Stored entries
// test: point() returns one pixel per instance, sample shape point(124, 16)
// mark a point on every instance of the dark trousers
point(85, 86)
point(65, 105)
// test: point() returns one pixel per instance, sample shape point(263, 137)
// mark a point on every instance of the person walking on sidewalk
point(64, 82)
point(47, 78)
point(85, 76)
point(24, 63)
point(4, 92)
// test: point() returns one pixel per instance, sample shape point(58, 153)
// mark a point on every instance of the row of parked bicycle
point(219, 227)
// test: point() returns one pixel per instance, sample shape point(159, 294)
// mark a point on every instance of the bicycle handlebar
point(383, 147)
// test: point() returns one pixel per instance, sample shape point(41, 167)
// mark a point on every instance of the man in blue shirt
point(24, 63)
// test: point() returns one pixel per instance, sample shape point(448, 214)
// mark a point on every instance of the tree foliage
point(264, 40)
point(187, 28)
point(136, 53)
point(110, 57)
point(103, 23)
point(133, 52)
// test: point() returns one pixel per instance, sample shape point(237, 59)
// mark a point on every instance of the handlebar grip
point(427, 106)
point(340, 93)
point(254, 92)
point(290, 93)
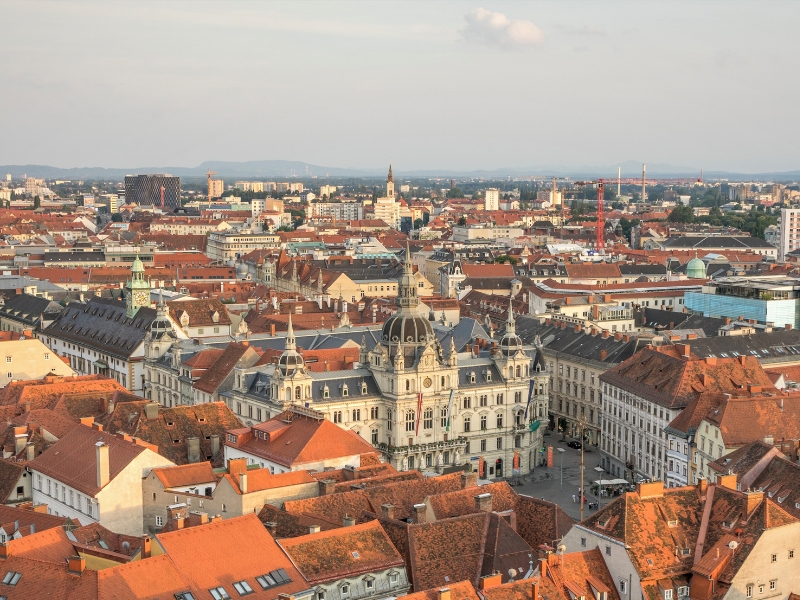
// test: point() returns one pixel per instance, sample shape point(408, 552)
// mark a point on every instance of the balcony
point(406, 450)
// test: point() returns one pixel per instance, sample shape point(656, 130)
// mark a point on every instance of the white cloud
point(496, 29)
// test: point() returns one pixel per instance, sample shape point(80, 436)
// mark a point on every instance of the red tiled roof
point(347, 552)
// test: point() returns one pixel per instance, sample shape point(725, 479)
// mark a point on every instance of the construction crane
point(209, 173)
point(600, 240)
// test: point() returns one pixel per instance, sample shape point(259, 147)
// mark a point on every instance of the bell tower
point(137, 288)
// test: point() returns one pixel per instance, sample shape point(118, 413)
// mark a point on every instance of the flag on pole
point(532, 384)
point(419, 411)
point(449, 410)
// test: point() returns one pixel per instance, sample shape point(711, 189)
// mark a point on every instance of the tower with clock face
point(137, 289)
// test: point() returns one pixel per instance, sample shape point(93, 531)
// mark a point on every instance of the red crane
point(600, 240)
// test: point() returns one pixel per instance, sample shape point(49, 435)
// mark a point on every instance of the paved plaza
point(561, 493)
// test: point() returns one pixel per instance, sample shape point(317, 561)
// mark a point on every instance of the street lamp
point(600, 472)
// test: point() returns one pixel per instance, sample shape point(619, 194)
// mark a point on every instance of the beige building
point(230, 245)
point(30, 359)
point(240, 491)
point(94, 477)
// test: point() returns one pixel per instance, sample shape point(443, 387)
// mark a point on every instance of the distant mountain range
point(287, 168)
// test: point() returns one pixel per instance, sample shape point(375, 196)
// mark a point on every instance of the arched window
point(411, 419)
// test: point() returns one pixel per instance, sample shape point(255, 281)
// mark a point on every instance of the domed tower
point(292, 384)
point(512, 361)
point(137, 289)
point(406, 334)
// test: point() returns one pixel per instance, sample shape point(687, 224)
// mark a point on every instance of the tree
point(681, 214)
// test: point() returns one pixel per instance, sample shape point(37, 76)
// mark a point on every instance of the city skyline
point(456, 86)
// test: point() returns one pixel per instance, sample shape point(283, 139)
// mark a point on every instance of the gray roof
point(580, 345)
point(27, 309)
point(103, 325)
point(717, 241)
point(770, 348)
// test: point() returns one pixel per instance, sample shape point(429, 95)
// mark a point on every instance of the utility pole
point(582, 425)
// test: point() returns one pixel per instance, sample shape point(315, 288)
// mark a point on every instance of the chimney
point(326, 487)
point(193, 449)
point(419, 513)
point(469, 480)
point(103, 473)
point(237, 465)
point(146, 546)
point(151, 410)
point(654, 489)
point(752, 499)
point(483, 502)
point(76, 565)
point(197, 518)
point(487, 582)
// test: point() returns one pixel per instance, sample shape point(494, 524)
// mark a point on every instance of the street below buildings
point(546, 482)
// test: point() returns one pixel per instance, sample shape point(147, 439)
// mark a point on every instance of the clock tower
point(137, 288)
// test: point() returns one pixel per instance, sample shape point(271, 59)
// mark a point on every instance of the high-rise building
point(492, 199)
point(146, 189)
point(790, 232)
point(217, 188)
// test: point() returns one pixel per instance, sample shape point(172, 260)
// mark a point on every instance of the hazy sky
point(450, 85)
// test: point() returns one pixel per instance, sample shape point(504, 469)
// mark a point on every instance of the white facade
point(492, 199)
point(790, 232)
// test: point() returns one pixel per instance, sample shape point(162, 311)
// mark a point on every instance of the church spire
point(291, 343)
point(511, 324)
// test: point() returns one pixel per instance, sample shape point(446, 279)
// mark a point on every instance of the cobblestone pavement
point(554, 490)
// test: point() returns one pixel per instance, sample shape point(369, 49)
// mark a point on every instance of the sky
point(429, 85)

==

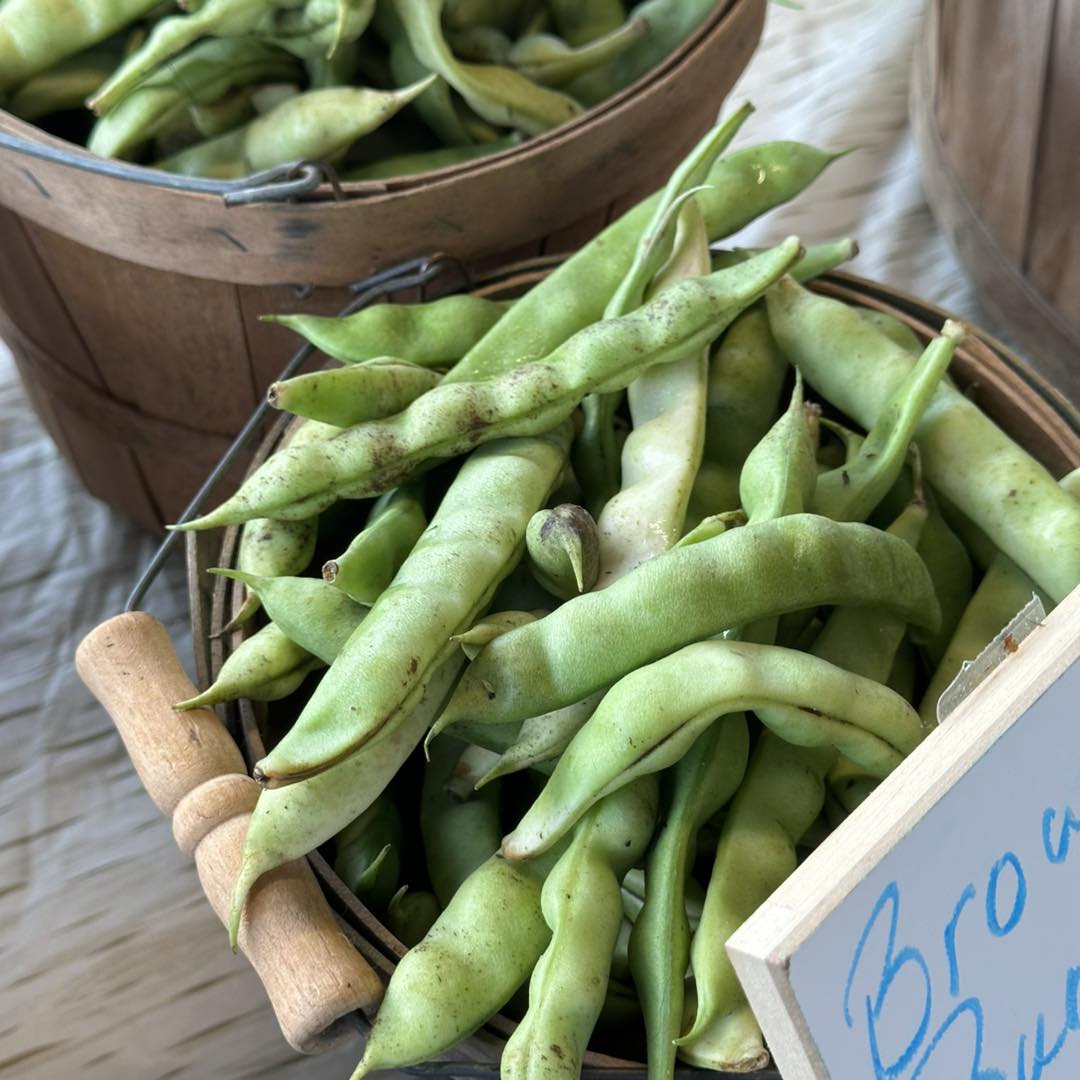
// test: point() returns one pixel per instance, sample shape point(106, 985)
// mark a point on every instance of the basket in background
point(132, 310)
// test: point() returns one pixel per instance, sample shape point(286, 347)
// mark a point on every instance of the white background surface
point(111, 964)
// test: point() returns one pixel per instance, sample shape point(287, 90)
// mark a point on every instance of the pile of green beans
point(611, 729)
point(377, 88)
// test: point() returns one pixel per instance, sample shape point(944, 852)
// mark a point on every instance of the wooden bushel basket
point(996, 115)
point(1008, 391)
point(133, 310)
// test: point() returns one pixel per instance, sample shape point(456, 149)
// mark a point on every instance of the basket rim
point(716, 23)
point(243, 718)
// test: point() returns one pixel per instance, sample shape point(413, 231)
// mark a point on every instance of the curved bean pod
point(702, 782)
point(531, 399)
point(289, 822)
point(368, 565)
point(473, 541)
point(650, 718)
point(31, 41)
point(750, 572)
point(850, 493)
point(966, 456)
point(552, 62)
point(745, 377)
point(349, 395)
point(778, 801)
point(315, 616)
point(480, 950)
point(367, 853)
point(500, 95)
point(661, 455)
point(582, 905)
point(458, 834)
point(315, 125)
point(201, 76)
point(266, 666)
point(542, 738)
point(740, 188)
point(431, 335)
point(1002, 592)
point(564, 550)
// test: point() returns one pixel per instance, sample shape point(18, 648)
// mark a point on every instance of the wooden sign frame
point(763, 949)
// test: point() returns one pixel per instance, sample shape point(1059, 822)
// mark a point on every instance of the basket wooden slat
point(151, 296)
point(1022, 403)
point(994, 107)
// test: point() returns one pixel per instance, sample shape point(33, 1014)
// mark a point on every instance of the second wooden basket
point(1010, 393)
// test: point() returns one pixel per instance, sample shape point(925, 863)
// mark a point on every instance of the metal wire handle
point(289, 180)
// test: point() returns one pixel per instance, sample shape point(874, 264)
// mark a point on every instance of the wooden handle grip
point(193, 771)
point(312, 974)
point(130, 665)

### [REQUEST]
Pull out the lines from the one containing "shape point(118, 413)" through the one containing "point(600, 472)", including both, and copy them without any change.

### [CORRECT RESPONSE]
// test: point() returns one pixel per instance, sample shape point(118, 413)
// mark a point on every instance of the flag on pole
point(532, 384)
point(419, 411)
point(449, 410)
// test: point() returns one pixel per instance, sample shape point(711, 189)
// mark a point on every instance of the tower with clock face
point(137, 289)
// test: point() returns one pixel per instance, sample shape point(93, 531)
// mark a point on every instance of the red crane
point(600, 240)
// test: point() returns one pixel per instance, sample shape point(49, 435)
// mark a point on every instance of the paved plaza
point(561, 493)
// test: point() returns one pixel per instance, sample shape point(317, 561)
// mark a point on every instance of the street lamp
point(600, 472)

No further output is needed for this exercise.